● **Extracted records**:
>> START

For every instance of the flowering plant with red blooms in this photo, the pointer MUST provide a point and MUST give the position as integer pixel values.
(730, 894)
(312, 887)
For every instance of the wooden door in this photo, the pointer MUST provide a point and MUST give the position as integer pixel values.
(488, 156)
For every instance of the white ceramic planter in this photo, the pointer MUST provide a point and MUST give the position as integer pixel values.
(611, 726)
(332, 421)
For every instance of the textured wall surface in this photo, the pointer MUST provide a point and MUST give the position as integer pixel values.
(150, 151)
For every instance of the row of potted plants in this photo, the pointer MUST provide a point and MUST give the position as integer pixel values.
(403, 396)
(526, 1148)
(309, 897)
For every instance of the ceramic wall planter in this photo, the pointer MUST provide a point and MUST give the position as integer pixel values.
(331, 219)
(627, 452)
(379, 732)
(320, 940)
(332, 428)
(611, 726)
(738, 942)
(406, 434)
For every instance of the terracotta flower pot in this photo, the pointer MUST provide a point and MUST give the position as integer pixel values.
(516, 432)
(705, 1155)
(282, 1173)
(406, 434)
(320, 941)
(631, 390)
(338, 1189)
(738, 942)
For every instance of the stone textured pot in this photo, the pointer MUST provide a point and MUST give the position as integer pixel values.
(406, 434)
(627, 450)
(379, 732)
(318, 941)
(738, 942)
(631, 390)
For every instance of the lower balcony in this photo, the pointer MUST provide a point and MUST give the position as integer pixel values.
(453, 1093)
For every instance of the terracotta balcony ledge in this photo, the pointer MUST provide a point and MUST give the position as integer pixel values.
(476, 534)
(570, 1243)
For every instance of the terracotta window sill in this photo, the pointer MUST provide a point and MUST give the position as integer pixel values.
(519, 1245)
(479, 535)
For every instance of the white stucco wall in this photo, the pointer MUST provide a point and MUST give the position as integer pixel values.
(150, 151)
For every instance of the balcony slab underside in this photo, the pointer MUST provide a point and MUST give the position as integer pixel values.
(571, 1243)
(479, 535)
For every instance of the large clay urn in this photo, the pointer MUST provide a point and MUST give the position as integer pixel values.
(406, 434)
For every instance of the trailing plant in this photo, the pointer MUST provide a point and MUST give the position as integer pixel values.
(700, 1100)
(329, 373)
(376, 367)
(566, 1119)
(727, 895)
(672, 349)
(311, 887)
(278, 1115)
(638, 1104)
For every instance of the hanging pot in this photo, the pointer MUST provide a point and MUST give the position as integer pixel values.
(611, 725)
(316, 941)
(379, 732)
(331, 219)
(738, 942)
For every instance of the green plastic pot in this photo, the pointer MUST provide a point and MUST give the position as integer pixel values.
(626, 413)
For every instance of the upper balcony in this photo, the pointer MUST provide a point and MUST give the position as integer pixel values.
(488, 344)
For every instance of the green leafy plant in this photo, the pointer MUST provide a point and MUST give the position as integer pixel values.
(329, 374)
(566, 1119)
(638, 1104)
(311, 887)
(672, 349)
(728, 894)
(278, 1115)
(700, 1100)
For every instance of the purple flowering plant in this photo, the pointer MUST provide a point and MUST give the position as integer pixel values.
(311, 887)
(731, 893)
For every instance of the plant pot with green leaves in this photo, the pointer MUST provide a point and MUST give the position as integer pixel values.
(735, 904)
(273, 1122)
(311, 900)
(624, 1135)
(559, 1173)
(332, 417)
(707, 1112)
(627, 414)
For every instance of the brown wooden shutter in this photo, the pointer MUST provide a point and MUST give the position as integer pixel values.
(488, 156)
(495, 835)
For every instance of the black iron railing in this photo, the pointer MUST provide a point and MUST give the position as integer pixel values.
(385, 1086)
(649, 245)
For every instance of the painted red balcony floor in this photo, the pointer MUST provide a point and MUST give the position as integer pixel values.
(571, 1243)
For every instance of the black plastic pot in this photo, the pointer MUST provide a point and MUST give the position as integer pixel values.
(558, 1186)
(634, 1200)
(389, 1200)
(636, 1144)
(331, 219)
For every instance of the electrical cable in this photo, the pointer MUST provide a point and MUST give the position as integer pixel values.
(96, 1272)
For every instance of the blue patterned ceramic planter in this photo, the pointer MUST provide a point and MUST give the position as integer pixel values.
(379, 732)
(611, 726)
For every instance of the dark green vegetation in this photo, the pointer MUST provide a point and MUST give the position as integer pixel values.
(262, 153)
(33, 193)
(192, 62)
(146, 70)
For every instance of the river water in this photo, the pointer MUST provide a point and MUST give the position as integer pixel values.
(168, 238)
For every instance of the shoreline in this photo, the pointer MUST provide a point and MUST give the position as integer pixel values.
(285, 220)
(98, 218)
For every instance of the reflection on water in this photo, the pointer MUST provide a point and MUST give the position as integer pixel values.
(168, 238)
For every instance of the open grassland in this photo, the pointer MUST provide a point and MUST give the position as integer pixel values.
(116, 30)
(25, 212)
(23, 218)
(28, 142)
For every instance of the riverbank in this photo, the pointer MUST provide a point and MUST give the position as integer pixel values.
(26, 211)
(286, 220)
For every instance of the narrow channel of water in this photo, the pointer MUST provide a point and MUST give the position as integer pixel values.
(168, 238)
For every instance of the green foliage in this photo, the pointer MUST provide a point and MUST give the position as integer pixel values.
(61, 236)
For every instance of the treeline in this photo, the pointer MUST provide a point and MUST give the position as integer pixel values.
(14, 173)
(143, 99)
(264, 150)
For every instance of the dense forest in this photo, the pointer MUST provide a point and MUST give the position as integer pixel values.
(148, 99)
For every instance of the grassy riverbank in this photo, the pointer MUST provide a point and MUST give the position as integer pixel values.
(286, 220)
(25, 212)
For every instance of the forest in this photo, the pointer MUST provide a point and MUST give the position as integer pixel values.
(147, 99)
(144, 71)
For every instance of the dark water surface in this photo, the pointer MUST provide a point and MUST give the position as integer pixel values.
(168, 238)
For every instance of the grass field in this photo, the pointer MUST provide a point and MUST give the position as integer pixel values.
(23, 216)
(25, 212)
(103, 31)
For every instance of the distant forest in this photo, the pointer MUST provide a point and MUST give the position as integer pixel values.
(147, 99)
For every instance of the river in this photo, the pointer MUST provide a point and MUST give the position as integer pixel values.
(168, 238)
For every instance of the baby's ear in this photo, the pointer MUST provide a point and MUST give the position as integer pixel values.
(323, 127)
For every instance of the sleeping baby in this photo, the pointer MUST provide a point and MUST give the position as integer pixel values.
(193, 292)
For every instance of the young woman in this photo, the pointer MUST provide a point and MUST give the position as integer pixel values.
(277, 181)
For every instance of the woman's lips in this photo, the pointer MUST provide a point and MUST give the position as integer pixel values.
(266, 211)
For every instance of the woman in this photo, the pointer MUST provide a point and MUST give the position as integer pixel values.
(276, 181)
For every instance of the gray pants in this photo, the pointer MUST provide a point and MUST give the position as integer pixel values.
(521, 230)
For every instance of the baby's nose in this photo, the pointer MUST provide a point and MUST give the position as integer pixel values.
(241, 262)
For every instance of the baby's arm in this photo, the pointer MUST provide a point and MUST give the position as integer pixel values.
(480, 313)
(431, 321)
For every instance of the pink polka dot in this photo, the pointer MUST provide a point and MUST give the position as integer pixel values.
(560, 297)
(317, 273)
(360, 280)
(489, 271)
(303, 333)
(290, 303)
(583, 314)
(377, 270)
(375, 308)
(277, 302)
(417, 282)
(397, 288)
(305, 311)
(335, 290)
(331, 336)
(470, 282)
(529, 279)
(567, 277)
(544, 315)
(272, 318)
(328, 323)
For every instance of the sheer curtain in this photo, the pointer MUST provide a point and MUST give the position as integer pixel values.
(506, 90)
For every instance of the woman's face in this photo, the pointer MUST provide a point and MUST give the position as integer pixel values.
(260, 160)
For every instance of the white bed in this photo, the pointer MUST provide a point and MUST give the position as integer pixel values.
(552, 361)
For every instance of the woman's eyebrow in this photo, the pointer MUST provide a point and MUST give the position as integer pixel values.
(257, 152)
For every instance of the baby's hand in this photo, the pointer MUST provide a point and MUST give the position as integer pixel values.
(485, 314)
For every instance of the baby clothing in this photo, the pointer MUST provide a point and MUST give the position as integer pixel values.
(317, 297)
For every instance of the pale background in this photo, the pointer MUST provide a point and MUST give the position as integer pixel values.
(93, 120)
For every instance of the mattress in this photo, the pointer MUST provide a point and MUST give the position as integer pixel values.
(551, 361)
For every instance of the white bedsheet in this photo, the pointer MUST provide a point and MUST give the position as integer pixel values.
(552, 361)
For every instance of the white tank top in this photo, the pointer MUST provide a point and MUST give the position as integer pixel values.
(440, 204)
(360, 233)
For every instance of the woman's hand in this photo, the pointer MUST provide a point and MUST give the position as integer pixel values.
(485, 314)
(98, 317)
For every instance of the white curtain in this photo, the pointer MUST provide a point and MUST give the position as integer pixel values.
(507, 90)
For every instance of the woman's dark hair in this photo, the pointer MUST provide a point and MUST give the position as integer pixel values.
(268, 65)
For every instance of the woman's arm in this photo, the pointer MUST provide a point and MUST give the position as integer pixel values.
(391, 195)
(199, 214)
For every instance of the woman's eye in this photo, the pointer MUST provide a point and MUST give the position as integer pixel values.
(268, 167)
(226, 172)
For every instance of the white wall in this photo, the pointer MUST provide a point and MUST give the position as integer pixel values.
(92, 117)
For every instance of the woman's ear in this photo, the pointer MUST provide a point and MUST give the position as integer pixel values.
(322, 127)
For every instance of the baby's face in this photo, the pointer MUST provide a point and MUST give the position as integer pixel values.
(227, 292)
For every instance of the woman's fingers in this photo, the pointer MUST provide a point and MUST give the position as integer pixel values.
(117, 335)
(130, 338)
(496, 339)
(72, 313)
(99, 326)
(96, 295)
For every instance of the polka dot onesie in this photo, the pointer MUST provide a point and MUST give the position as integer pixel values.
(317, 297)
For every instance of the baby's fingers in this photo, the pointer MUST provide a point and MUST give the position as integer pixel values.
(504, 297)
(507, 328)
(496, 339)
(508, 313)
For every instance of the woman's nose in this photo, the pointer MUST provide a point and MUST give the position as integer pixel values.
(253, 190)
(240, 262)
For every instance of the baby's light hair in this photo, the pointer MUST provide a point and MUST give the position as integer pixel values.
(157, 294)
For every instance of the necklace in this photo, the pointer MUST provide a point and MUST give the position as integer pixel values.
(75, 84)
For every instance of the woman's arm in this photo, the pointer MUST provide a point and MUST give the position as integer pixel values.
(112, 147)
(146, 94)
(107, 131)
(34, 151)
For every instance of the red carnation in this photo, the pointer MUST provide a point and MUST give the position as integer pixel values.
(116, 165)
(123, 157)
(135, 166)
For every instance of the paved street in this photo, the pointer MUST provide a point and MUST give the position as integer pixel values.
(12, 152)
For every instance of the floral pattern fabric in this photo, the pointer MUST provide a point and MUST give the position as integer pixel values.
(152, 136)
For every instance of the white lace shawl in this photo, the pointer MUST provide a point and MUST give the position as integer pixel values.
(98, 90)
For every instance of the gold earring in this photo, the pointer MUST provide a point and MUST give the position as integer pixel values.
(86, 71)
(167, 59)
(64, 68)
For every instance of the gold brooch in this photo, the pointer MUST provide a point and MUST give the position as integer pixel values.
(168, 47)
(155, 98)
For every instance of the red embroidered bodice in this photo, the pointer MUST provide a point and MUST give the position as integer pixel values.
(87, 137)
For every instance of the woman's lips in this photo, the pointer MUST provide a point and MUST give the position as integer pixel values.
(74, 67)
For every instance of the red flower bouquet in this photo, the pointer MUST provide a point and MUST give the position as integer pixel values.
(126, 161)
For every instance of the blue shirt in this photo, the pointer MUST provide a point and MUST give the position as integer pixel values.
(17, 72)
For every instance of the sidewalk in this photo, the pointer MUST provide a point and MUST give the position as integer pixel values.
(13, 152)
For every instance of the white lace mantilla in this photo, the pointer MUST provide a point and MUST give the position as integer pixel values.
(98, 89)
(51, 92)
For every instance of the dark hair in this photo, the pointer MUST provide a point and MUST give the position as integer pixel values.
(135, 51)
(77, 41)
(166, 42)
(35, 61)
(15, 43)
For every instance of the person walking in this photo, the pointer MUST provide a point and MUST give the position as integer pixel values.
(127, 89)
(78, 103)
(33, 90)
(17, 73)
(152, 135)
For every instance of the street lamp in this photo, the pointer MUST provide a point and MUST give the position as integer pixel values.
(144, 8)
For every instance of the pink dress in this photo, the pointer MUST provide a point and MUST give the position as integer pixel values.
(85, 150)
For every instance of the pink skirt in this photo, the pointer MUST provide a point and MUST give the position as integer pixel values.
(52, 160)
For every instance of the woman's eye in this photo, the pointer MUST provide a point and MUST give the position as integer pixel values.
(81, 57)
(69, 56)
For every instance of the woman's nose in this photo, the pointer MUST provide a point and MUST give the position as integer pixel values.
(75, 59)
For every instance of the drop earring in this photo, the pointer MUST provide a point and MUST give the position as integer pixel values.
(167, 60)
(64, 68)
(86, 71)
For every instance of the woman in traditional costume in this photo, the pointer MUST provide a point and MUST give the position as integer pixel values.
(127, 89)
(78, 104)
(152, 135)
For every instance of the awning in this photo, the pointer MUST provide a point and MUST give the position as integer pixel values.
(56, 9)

>> END

● **Required task**: Take the line holding "For every instance of the pink dress" and all lines after it through the end of the data, and set them down exactly.

● **Final answer**:
For every instance of the pink dress in this photo, the pointer MUST provide a point and MUST give the position as integer pixel values.
(85, 150)
For every instance of the pink skirt in this photo, the pointer MUST provide a point and MUST give the position as integer pixel values.
(52, 160)
For every instance of the woman's eye in this photo, the pointer MUST provide a point and MUST give the position as integer pixel values.
(81, 57)
(69, 56)
For every instance of the woman's nose in this photo, the pointer MUST provide a point and MUST give the position as integer pixel values.
(75, 59)
For every instance of the drop earring in this photo, the pointer MUST provide a point and MUST give the position as integer pixel values.
(167, 60)
(64, 68)
(86, 71)
For every instance of the woman in traditional costume in this photo, the pointer MUST provide a point and MUST give the position as integer pixel values.
(127, 89)
(78, 104)
(152, 135)
For every instance of the awning in this photo, the pointer MUST provide a point and MUST give the position as integer pixel values.
(56, 9)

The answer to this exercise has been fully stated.